(Data section)
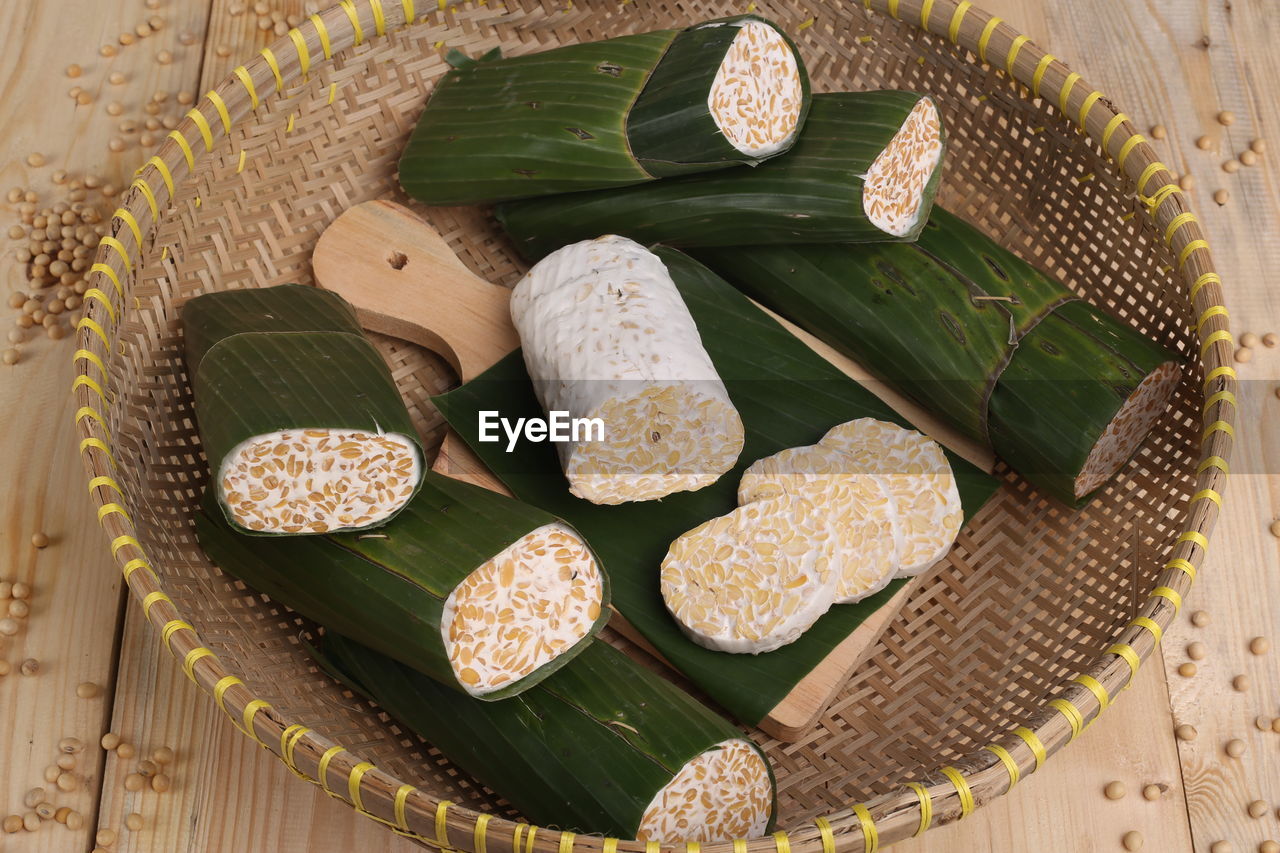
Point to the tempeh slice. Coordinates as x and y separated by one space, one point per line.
919 478
858 507
607 334
755 579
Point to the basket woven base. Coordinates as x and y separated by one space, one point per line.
1029 594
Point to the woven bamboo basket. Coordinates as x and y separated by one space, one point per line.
1008 651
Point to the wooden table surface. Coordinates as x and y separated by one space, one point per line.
1175 62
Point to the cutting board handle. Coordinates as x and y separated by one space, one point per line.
406 282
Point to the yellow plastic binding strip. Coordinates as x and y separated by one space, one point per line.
150 600
127 218
1040 72
113 509
323 771
828 838
1129 655
323 31
1225 370
163 168
1065 92
172 628
1129 145
1221 334
220 689
1093 97
402 822
1013 54
961 788
193 656
1116 121
91 357
95 293
1174 224
220 105
1220 396
1214 461
956 19
1033 743
145 188
300 42
1215 310
357 774
350 8
986 37
1185 566
275 68
1202 281
926 10
1207 495
1008 761
206 133
442 826
1188 249
119 542
1096 688
926 807
103 482
1196 538
247 80
1073 715
1217 427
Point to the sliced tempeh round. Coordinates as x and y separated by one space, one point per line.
757 94
894 195
606 334
858 507
721 794
522 609
919 478
755 579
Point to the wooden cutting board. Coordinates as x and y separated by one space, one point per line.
406 282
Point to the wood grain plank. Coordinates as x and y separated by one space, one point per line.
77 602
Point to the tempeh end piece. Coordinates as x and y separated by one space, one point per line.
894 190
721 794
757 95
755 579
858 507
522 609
1127 430
918 477
664 438
318 480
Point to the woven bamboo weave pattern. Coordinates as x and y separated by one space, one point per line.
1011 647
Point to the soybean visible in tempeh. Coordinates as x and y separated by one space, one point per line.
481 592
607 114
864 169
606 334
602 746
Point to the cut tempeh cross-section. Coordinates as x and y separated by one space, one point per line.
755 579
856 506
606 334
919 478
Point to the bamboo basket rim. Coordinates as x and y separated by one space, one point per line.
949 793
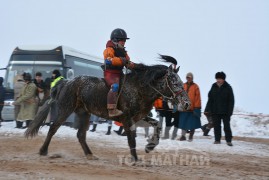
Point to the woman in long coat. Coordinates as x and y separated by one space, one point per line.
27 100
190 120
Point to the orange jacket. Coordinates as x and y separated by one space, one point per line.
109 54
158 103
118 123
194 95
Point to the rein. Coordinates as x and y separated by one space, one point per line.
124 78
166 97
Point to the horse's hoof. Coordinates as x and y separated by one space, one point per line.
43 153
92 157
149 147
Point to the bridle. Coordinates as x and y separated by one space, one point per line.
175 94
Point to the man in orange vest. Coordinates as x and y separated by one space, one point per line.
116 58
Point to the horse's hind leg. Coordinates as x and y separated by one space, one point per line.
83 126
131 133
154 141
53 129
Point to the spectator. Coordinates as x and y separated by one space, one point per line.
158 104
95 120
19 84
220 105
190 120
27 100
40 87
119 132
169 114
57 78
2 98
206 127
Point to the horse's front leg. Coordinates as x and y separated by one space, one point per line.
131 134
154 141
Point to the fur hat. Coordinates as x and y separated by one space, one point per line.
220 75
57 73
189 75
27 76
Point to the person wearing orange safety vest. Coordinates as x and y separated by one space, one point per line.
115 58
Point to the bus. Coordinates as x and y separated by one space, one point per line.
45 59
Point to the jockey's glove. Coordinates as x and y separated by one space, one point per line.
108 62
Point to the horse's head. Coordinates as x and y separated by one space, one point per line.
174 85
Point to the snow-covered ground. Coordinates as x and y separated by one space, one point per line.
243 125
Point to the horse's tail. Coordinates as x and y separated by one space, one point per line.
39 119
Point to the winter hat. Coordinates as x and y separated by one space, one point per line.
220 75
27 76
189 75
57 73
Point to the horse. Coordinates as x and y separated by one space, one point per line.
86 95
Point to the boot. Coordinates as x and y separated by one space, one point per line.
174 134
119 131
124 134
28 123
166 132
18 124
108 130
111 104
182 138
191 135
206 131
183 135
146 132
114 112
94 128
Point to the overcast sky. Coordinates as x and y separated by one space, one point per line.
205 36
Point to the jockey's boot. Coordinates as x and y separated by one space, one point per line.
108 130
119 131
28 123
174 134
112 104
166 132
206 131
94 128
191 135
114 112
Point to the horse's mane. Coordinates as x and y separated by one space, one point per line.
150 74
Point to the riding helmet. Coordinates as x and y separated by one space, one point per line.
27 76
220 75
118 34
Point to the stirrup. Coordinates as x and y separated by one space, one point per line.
114 112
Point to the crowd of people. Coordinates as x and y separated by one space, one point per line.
218 108
30 95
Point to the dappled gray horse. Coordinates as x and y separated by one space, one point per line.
139 89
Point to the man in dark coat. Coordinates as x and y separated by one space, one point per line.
220 106
2 97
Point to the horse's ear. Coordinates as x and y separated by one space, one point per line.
170 69
177 69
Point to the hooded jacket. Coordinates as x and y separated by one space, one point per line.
220 99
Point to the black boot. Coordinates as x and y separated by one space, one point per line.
28 123
166 132
124 134
18 124
119 131
94 128
108 130
206 131
191 135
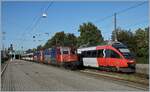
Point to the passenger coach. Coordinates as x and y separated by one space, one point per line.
112 57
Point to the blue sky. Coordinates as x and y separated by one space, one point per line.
17 16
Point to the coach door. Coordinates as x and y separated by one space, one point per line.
90 58
113 58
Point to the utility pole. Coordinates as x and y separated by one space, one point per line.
115 26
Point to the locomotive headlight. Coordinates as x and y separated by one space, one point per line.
131 61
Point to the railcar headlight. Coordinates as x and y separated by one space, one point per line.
131 61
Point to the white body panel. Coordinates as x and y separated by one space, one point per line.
92 62
85 49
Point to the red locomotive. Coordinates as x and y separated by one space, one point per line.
60 56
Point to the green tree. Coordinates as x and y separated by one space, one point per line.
89 34
126 37
39 47
61 39
141 36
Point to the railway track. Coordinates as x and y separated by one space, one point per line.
134 84
4 68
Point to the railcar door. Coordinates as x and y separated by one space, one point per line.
90 58
113 58
101 57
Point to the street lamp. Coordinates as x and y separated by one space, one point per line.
44 15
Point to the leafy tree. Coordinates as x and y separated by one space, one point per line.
141 36
125 36
89 34
39 47
61 39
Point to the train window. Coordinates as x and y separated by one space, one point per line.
112 54
65 52
88 54
100 53
83 54
93 53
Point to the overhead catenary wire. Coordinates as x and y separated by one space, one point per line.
121 11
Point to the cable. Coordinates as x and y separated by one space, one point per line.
121 11
132 7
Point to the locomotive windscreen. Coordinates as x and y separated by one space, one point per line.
124 50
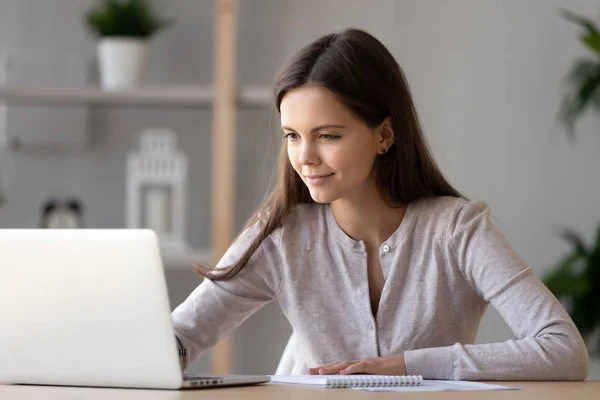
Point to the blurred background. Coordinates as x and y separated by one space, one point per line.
488 78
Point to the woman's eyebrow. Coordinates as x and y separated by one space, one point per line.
318 128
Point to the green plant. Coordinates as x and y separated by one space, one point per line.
575 280
124 18
584 77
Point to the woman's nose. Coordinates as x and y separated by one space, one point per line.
308 154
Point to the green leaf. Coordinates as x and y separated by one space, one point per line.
590 35
126 18
575 240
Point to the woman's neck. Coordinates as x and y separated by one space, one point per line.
368 217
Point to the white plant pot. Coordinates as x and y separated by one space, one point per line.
121 62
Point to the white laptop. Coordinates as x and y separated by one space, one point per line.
88 307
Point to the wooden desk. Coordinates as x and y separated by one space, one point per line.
529 390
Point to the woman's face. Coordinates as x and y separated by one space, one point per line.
331 149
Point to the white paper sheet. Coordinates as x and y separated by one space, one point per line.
438 386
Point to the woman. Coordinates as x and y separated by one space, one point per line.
380 265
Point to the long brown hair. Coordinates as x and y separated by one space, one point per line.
362 73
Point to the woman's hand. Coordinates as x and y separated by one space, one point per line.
391 365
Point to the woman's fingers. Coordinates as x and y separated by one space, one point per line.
329 369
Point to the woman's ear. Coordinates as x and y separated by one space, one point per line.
385 135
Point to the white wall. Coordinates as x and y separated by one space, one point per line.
486 78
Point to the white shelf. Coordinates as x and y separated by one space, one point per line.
145 96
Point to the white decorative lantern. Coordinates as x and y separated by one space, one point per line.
156 187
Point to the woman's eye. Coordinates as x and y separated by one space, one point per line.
330 137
(End Data section)
Exercise description:
Your answer should consist only of the lines from the one with "Point to the white shelf." through the end of the data above, reproduced exactly.

Problem solution:
Point to the white shelf. Coordinates as x and y separated by one space, one point per line.
145 96
Point to the white decorative lantern. Coordinates as x and y separated by one space, one point per line.
156 187
Point to the woman's eye. Coordinates as x and y separated by one space, one point per line.
330 137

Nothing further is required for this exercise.